Begin QUOTED PASSAGE

Surely an app like email client has some fixed hardware requirements.
What's the point in adding more and more bloat if the hardware is fast?
Consider something like sylpheed or claws mail. I've used both. They have tons of features unlike the standard android email app, which is very minimal. These email clients (at least the statically built version) use only few megabytes of memory. Meanwhile Android email app uses tens or hundreds of megabytes. It's funny cause the Android app has much simpler gui toolkit, the VM is designed for low end hardware, it has much less features. It's like 90% less features, 900% more size. Very bad tradeoff.
When it comes to CPU perf comparisons, I don't think i5-2500K (2500k is i5, 2600k is i7) is only twice as fast as ARM chips per core. 2500k goes up to 3.7 GHz, many high end ARM cores are 1.6 - 2.0 GHz. When you run traditional single threaded code, x86 has better branch predictors etc. When you need power, it has 256bit AVX. It also has faster buses and memory controllers. You can't really compare apples and oranges.
Regarding branch predictors, that is an area that was hugely improved in the most modern arm cores (a17/53/57). It's difficult to say how it compares to intel but my looking at benchmarks arm has done a magnificent job with far fewer resources.

End QUOTED PASSAGE

- SHORT TASK 1
Decide whether each statement below agrees with the email client discussion, answering yes or no and quoting the words of the text that settle it.
(a) The writer has used both sylpheed and claws mail.
(b) The writer describes the standard Android email app as having more features than these other clients.
(c) According to the text, the 2500k goes up to 3.7 GHz.

Begin GIVEN ENTRIES

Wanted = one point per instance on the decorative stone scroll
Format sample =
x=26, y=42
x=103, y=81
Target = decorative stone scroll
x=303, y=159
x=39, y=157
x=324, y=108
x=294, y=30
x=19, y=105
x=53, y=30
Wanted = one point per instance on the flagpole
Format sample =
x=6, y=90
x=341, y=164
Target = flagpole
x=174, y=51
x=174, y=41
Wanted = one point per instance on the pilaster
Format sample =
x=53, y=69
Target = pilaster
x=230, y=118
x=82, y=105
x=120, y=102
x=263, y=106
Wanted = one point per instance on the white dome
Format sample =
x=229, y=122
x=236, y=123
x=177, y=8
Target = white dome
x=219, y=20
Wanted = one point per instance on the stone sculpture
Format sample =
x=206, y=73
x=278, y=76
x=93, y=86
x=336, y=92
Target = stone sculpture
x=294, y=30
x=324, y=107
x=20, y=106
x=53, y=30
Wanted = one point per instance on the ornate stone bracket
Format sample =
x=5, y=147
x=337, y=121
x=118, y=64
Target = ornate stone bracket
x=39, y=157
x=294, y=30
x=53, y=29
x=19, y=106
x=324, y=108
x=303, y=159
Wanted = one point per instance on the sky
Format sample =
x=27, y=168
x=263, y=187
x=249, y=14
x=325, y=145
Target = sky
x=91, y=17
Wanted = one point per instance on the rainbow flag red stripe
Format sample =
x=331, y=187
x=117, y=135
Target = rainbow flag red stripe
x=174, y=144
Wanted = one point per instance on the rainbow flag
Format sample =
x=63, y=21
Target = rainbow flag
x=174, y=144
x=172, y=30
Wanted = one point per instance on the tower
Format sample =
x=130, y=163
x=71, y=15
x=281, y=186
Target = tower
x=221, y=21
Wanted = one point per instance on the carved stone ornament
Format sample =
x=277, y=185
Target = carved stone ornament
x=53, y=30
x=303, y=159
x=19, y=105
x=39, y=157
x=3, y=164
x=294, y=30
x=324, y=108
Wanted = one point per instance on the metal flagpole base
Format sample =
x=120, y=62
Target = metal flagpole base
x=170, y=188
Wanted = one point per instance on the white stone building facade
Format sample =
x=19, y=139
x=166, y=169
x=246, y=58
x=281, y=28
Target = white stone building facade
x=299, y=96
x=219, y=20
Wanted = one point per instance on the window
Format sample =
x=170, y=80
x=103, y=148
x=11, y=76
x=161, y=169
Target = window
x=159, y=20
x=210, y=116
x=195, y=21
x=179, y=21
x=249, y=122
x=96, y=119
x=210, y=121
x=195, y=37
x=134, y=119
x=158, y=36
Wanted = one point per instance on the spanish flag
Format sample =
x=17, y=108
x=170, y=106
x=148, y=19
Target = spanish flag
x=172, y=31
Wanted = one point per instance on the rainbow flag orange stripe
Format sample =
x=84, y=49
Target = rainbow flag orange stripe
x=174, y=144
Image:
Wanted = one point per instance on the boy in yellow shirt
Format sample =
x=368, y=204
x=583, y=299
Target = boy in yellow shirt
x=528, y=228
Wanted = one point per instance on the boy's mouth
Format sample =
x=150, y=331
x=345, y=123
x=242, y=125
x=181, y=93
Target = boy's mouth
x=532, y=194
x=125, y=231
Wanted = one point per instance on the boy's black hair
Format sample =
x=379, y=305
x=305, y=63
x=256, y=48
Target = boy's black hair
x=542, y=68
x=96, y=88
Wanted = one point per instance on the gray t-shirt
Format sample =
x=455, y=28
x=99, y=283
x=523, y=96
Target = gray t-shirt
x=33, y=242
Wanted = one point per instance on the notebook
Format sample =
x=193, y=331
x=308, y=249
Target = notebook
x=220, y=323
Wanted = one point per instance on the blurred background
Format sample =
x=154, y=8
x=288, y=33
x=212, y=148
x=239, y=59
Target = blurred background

End GIVEN ENTRIES

- SHORT TASK 2
Filter the listing down to every line that contains the string "notebook", treating uppercase and lowercase as different.

- CORRECT RESPONSE 1
(a) Yes: "I've used both."
(b) No: "They have tons of features unlike the standard android email app, which is very minimal."
(c) Yes: "2500k goes up to 3.7 GHz"

- CORRECT RESPONSE 2
Wanted = one point per instance on the notebook
Target = notebook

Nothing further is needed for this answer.